How Are You?

“How are you?”

If only I knew – I mean, if I really knew the answer to that question, I would tell you the honest truth.  I appreciate that you want to know.  I get it.  I want to know how I am too.

“How am I?”…today? this second?

Compared to what? Compared to this morning?

Compared to before I ever got sick? (When I could not know what I took for granted.)

Compared to the 100 days after my first bone marrow transplant? (Unsure of when or how well I would recover.)

Compared to how much worse it could be? (Oh, let me count the ways.  We could talk silver-linings all day if that’s what you are looking for, or if that is what I need just then.)

Compared to how much worse it will get before it can get better? (Because, unfortunately, that is a given.)

There are also so many things I wish I knew that would, incidentally, significantly affect how I am.  If you follow CaringBridge posts for medical updates, then you essentially know what we know.  Frustrated by the uncertainty? Have questions? Us too.  We do not get to know how this will get worked out or to what end is meant.  Most importantly, though, we don’t have to know.  It will happen as it should, whatever that is.  So, ‘how am I?’  The best I can sum up: better when I have faith in that fact and falling apart inside when it falters.  Usually it is somewhere convoluted in between, in which case I will answer, “considering everything, I am doing well.”  And to the best of my knowledge, that is the truth.

 

Link:

A Little Context

When I journal I typically write which song is playing at the time, and since relapse, I have been keeping track of songs that capture part of how it is on a Spotify playlist (Click ‘A Little Context’ above).  As I find other pieces that resonate here and there (or they find me), the list will flesh itself out.  After all, this is gonna be awhile.

*As a disclaimer, there are some songs marked ‘explicit’, some are tongue-and-cheek (sometimes?), and some are lovey songs to my husband in sickness and health (one of the only other things I know for certain).

• YOUR TASKS:
a) For each statement, say yes or no according to the post, and quote the words that decide it. (i) The writer has already had a bone marrow transplant. (ii) The writer expects things to get better before they get worse. (iii) None of the songs on the playlist are marked explicit.
b) Rewrite the post from "If only I knew" to "took for granted.)", putting "plain truth" in place of "honest truth".
The rows below come from a different source.

• RECORDS:
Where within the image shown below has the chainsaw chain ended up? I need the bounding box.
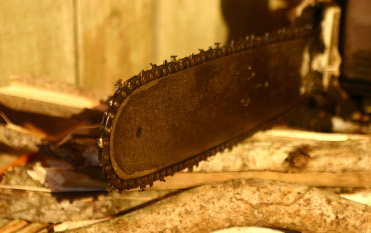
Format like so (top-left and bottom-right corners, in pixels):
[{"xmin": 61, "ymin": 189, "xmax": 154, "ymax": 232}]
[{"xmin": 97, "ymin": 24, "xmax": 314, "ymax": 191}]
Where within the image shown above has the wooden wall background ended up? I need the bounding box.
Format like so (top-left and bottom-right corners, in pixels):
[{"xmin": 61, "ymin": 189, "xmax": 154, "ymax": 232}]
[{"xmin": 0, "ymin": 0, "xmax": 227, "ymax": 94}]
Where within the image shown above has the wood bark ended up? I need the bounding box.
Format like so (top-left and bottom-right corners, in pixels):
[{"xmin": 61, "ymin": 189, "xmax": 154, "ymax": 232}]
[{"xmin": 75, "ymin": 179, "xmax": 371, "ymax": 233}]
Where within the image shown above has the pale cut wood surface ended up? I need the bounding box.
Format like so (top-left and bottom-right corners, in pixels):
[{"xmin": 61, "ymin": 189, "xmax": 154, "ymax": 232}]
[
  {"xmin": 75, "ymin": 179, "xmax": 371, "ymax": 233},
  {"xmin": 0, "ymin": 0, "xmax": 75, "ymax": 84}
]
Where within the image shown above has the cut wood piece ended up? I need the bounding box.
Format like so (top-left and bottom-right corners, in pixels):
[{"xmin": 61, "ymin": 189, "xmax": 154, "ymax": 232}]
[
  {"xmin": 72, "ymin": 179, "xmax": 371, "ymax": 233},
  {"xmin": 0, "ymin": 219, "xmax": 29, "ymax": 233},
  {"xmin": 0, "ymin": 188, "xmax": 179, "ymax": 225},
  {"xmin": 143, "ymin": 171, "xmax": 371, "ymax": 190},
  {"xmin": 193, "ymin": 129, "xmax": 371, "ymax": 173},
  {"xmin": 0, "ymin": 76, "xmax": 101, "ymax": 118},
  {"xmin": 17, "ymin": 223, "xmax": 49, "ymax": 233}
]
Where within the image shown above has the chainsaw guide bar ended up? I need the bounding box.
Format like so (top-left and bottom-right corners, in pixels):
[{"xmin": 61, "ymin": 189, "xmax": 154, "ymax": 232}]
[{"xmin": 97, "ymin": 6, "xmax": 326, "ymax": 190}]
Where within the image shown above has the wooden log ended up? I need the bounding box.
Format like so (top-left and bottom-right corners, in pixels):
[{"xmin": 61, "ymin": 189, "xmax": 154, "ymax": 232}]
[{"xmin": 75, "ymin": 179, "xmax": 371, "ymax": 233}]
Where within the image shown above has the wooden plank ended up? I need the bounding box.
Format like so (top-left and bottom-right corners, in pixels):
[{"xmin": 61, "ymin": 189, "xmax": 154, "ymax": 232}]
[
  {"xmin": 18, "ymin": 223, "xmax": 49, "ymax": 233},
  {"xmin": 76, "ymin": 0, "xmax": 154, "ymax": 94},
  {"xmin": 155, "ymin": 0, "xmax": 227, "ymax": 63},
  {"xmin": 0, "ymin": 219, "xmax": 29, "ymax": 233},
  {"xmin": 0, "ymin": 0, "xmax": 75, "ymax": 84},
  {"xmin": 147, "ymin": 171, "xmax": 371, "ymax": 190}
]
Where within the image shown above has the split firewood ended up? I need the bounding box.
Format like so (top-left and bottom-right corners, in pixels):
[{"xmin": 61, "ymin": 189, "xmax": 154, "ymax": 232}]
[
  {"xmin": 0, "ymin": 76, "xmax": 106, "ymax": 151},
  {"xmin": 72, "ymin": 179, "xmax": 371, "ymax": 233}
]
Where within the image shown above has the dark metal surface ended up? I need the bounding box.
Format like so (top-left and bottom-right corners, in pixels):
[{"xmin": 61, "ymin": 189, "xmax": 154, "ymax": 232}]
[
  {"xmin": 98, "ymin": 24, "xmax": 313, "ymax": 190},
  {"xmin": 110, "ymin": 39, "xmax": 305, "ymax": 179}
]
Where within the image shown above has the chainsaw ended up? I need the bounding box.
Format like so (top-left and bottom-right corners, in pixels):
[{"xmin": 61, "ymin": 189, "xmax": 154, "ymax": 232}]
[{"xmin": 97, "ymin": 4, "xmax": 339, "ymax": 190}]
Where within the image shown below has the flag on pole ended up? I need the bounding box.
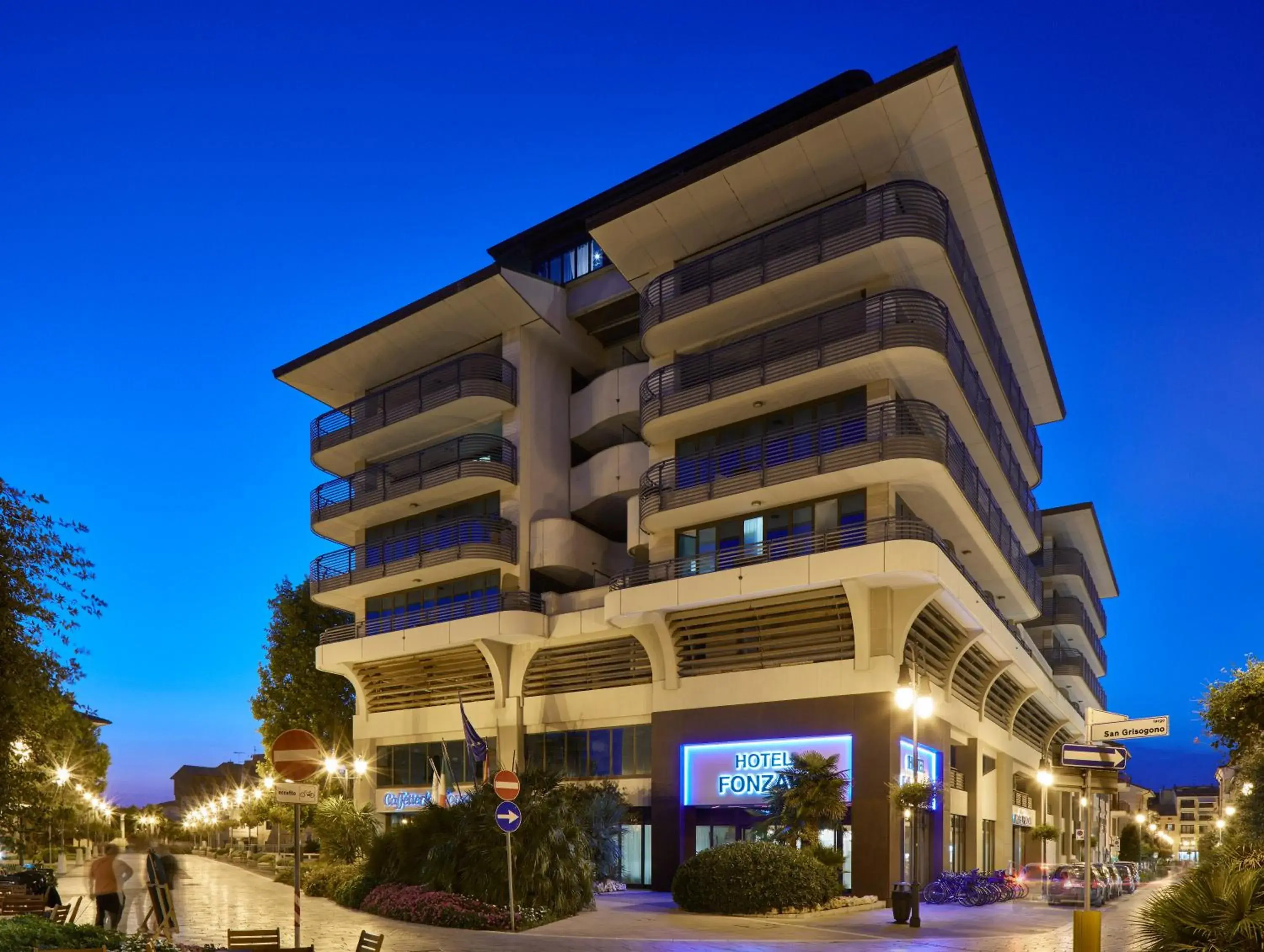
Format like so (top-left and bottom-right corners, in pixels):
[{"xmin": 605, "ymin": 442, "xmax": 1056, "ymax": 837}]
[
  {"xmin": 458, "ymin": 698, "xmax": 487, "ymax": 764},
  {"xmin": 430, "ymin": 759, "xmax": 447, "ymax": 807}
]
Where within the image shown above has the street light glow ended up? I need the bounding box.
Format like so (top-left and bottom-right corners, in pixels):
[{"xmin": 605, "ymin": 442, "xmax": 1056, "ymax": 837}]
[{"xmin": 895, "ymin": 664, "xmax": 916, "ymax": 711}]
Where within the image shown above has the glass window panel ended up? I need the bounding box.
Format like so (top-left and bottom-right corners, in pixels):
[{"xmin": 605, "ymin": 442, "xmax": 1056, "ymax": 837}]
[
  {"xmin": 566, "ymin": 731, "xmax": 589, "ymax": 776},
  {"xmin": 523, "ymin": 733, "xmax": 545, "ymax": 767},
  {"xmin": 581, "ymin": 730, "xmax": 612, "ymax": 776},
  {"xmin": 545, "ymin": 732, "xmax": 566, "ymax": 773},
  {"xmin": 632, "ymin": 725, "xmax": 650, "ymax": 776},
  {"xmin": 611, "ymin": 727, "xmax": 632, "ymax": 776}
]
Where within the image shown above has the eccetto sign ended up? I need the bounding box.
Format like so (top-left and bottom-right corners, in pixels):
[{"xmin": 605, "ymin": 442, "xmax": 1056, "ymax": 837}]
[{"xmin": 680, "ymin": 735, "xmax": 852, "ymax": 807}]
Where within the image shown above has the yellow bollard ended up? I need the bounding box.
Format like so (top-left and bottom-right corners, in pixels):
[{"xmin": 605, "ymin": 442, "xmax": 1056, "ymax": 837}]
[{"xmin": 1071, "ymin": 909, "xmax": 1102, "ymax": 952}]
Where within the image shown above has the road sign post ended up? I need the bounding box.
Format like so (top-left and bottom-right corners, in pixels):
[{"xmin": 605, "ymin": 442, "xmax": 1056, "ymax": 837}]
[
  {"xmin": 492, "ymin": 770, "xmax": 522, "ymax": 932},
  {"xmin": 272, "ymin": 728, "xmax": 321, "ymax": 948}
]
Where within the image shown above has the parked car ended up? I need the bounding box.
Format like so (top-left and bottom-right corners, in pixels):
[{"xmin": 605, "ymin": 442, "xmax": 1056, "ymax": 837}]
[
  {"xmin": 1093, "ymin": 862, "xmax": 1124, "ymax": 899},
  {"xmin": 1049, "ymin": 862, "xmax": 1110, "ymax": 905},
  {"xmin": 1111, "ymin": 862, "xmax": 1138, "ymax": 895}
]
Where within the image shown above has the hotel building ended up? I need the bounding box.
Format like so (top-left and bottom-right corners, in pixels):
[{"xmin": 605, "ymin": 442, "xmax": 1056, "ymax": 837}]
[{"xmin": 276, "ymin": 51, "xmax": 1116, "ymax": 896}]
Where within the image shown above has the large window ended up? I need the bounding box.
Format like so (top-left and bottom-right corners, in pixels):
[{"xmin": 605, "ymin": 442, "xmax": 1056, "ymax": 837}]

• ANSWER SECTION:
a)
(i) Yes: "Compared to the 100 days after my first bone marrow transplant?"
(ii) No: "Compared to how much worse it will get before it can get better? (Because, unfortunately, that is a given.)"
(iii) No: "there are some songs marked ‘explicit’"

b)
If only I knew – I mean, if I really knew the answer to that question, I would tell you the plain truth.  I appreciate that you want to know.  I get it.  I want to know how I am too.

“How am I?”…today? this second?

Compared to what? Compared to this morning?

Compared to before I ever got sick? (When I could not know what I took for granted.)